- **PROBLEM REQUIREMENTS**: A faithful, word-for-word transcription of all the data is what is needed.

- **EXTRACTED RECORDS**:
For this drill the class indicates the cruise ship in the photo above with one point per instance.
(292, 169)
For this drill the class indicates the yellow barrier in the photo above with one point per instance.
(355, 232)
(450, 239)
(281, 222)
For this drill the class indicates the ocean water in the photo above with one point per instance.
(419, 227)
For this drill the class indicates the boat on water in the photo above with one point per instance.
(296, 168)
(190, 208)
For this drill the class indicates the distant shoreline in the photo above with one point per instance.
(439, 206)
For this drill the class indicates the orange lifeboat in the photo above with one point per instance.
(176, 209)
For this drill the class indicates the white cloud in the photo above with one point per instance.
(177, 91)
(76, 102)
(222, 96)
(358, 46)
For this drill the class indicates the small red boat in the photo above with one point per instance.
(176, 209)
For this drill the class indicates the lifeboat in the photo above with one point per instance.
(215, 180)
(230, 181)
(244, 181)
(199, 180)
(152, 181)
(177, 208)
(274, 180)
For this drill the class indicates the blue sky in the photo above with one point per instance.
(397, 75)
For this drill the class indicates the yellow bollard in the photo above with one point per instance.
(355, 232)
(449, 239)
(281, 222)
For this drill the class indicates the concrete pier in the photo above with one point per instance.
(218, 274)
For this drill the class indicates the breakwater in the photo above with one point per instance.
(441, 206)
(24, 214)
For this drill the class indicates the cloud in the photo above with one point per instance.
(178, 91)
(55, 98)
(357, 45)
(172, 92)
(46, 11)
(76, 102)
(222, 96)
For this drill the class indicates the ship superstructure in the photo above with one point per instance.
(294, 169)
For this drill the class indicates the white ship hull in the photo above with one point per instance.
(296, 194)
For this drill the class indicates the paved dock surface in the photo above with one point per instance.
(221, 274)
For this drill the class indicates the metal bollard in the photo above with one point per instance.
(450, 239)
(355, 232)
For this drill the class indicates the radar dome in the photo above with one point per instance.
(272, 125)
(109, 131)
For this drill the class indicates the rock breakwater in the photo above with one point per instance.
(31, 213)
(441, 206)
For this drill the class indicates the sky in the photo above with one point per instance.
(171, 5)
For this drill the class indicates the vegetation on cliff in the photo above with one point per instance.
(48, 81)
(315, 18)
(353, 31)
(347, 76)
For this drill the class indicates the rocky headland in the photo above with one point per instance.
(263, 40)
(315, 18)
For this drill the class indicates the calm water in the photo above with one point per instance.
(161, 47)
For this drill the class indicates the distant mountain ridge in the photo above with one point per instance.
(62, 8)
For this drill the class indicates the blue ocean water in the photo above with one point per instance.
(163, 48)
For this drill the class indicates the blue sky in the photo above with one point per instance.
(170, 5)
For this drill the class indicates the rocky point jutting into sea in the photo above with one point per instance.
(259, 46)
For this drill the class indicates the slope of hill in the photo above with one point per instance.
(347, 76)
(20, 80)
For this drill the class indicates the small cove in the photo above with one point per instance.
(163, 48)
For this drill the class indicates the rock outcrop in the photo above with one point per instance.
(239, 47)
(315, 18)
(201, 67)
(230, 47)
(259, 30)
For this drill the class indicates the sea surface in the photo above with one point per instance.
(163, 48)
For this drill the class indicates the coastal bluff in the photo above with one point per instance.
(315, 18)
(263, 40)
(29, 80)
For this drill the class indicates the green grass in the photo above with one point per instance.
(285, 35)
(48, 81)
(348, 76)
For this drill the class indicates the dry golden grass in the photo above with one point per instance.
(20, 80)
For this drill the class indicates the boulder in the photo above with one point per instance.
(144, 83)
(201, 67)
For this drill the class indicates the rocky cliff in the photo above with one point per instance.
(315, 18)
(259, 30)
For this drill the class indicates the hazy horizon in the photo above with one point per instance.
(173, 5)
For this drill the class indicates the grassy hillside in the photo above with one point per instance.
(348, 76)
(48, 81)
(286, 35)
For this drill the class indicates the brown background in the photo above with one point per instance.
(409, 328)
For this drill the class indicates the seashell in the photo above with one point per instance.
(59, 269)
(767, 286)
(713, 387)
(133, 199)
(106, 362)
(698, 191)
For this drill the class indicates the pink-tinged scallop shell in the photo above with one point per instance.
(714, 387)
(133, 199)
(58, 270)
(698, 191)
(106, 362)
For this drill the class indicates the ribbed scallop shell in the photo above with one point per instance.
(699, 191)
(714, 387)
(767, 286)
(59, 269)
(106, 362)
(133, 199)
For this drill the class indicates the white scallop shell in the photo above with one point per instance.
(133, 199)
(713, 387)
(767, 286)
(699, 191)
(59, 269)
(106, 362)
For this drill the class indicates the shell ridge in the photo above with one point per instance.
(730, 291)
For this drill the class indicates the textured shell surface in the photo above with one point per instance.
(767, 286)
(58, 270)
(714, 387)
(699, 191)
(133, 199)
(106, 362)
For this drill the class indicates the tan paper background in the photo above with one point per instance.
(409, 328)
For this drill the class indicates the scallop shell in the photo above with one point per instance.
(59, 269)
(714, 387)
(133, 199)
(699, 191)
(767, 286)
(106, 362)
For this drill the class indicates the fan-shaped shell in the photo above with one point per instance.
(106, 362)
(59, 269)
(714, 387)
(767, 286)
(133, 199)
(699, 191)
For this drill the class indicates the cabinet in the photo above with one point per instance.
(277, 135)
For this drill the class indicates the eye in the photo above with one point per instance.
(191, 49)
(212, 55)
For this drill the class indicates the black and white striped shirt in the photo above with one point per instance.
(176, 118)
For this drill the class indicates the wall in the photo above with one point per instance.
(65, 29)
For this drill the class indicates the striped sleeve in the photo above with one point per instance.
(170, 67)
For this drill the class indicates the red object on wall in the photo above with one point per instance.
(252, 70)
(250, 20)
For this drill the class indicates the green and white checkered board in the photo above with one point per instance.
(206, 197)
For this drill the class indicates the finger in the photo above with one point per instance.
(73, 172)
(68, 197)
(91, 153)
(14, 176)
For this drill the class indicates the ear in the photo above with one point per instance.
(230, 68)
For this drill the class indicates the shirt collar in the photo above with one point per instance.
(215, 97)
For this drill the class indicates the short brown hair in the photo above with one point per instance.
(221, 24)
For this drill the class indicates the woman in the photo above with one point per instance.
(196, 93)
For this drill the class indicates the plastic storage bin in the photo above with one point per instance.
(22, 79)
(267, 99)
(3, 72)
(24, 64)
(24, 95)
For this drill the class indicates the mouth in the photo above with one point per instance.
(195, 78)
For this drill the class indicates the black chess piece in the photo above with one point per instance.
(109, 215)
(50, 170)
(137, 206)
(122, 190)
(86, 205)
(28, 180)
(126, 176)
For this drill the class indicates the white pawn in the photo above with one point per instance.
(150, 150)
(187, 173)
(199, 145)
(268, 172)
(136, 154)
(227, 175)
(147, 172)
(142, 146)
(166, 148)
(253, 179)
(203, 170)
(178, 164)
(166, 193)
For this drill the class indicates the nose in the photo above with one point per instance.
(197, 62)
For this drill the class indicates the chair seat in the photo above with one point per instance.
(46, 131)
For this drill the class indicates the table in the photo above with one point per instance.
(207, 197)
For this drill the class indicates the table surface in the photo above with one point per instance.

- **ANSWER SECTION**:
For this drill the class indicates the cruise ship in the photo above with one point per instance.
(292, 169)
For this drill the class indicates the yellow barrier in the photo above with one point per instance.
(355, 232)
(450, 239)
(281, 222)
For this drill the class indicates the ocean water in the photo above with one point per instance.
(419, 227)
For this drill the class indicates the boat on water in the photo above with one point per instance.
(296, 168)
(190, 208)
For this drill the class indicates the distant shoreline in the photo above with one point per instance.
(439, 206)
For this drill the class indicates the orange lifeboat in the photo above with one point per instance.
(176, 209)
For this drill the class indicates the white cloud in the photo above with one point per instance.
(177, 91)
(76, 102)
(222, 96)
(358, 46)
For this drill the class indicates the small red boat in the photo above with one point per instance.
(176, 209)
For this drill the class indicates the lifeboat in the photo above with one point per instance.
(215, 180)
(230, 181)
(244, 181)
(199, 180)
(152, 181)
(177, 208)
(274, 180)
For this drill the class indicates the blue sky in the photo above with one point per instance.
(397, 75)
For this drill the class indicates the yellow bollard in the photo above with one point per instance.
(355, 232)
(449, 239)
(281, 222)
For this drill the class indicates the concrete pier in the photo above with one point per instance.
(218, 274)
For this drill the class indicates the breakwater in the photo above with one point per instance.
(441, 206)
(24, 214)
For this drill the class indicates the cloud in the photo above with one point per instance.
(178, 91)
(55, 98)
(357, 45)
(172, 92)
(46, 11)
(76, 102)
(222, 96)
For this drill the class indicates the ship superstructure in the photo above with one point per instance.
(294, 169)
For this drill the class indicates the white ship hull in the photo above with one point per instance.
(296, 194)
For this drill the class indicates the paved dock surface in the photo above with one point per instance.
(221, 274)
For this drill the class indicates the metal bollard in the photo above with one point per instance.
(450, 239)
(355, 232)
For this drill the class indicates the radar dome in the photo above with one point per instance.
(272, 125)
(109, 131)
For this drill the class indicates the rock breakwater in the photo above with one point per instance.
(31, 213)
(441, 206)
For this drill the class indicates the sky in the photo above with one point per instance.
(171, 5)
For this drill the class indicates the vegetation on cliff in the photo above with one point per instance.
(48, 81)
(315, 18)
(353, 31)
(347, 76)
For this drill the class indicates the rocky headland in the photo above with one point per instance.
(263, 40)
(315, 18)
For this drill the class indicates the calm water in the photo above with one point per instance.
(161, 47)
For this drill the class indicates the distant mountain ridge in the photo above with one point per instance.
(62, 8)
For this drill the class indicates the blue ocean water in the photo above with one point per instance.
(163, 48)
For this drill the class indicates the blue sky in the photo above with one point per instance.
(170, 5)
For this drill the class indicates the rocky point jutting into sea in the photo above with one point per instance.
(259, 46)
For this drill the class indicates the slope of hill in the photo above with one point per instance.
(347, 76)
(20, 80)
For this drill the class indicates the small cove in the photo above with one point per instance.
(163, 48)
For this drill the class indicates the rock outcrop in the photo above with one point per instance.
(239, 47)
(315, 18)
(201, 67)
(230, 47)
(259, 30)
For this drill the class indicates the sea surface in the photo above with one point per instance.
(163, 48)
For this drill the class indicates the coastal bluff in the photo above with one point per instance.
(315, 18)
(263, 40)
(29, 80)
For this drill the class indicates the green grass in the photo above with one point per instance.
(285, 35)
(48, 81)
(348, 76)
For this drill the class indicates the dry golden grass in the photo above with one point per instance.
(20, 80)
For this drill the class indicates the boulder in the photo above with one point per instance.
(144, 83)
(201, 67)
For this drill the class indicates the rocky cliff in the photo above with one point per instance.
(315, 18)
(259, 30)
For this drill the class indicates the hazy horizon in the photo above with one point per instance.
(173, 5)
For this drill the class indicates the grassy hillside in the photo above with one point per instance.
(348, 76)
(48, 81)
(286, 35)
For this drill the class indicates the brown background in the photo above with one point per instance.
(409, 328)
For this drill the class indicates the seashell in the photo above with one point per instance.
(59, 269)
(767, 286)
(713, 387)
(133, 199)
(106, 362)
(698, 191)
For this drill the class indicates the pink-tinged scallop shell in the photo above with one point per instance.
(714, 387)
(133, 199)
(58, 270)
(698, 191)
(106, 362)
For this drill the class indicates the ribbed scallop shell in the photo above with one point per instance.
(699, 191)
(714, 387)
(767, 286)
(59, 269)
(106, 362)
(133, 199)
For this drill the class indicates the white scallop shell in the photo above with one point per instance.
(133, 199)
(713, 387)
(767, 286)
(699, 191)
(59, 269)
(106, 362)
For this drill the class indicates the shell ridge in the photo above with one point per instance.
(730, 291)
For this drill the class indicates the textured shell surface in the photo above with one point per instance.
(767, 286)
(58, 270)
(714, 387)
(699, 191)
(133, 199)
(106, 362)
For this drill the class indicates the tan paper background in the photo above with one point per instance.
(409, 328)
For this drill the class indicates the scallop shell in the photo above with one point per instance.
(59, 269)
(714, 387)
(133, 199)
(699, 191)
(767, 286)
(106, 362)
For this drill the class indicates the fan-shaped shell in the photo above with one point per instance.
(106, 362)
(59, 269)
(714, 387)
(767, 286)
(133, 199)
(699, 191)
For this drill the class indicates the cabinet in the photo above with one point per instance.
(277, 135)
For this drill the class indicates the eye in the photo above with one point per instance.
(191, 49)
(212, 55)
For this drill the class indicates the black and white striped shirt in the photo above with one point per instance.
(176, 118)
For this drill the class indicates the wall in the photo above with one point per instance.
(65, 29)
For this drill the class indicates the striped sleeve in the photo above with one point per instance.
(170, 67)
For this drill the class indicates the red object on wall in the photo above with one point per instance.
(252, 70)
(250, 20)
For this drill the class indicates the green and white checkered board in the photo above with one point per instance.
(206, 197)
For this drill the class indicates the finger in the photo above with one point per instance.
(73, 172)
(68, 197)
(91, 153)
(14, 176)
For this drill the class indicates the ear in the photo above with one point per instance.
(230, 68)
For this drill the class indicates the shirt collar in the photo above with one point per instance.
(215, 97)
For this drill the class indicates the short brown hair in the photo above with one point per instance.
(221, 24)
For this drill the class indicates the woman in the photo above with one point per instance.
(196, 93)
For this drill the class indicates the plastic storage bin in the photo above with one point per instance.
(22, 79)
(267, 99)
(3, 72)
(24, 64)
(24, 95)
For this drill the class indicates the mouth in the photo above with one point per instance.
(195, 78)
For this drill the class indicates the black chess piece in the photo above with one point per instance.
(109, 215)
(50, 170)
(137, 206)
(122, 190)
(86, 205)
(28, 180)
(126, 176)
For this drill the class indicates the white pawn in the photo above with one point per instance.
(150, 150)
(187, 173)
(199, 145)
(268, 172)
(136, 154)
(227, 175)
(147, 172)
(142, 146)
(166, 148)
(253, 179)
(203, 170)
(178, 164)
(166, 193)
For this drill the class indicates the nose in the photo above with one point per instance.
(197, 62)
For this drill the class indicates the chair seat in the photo above with one point per instance.
(46, 131)
For this drill the class indicates the table in the photo above with one point per instance.
(207, 197)
For this drill the class indicates the table surface in the photo above with one point per instance.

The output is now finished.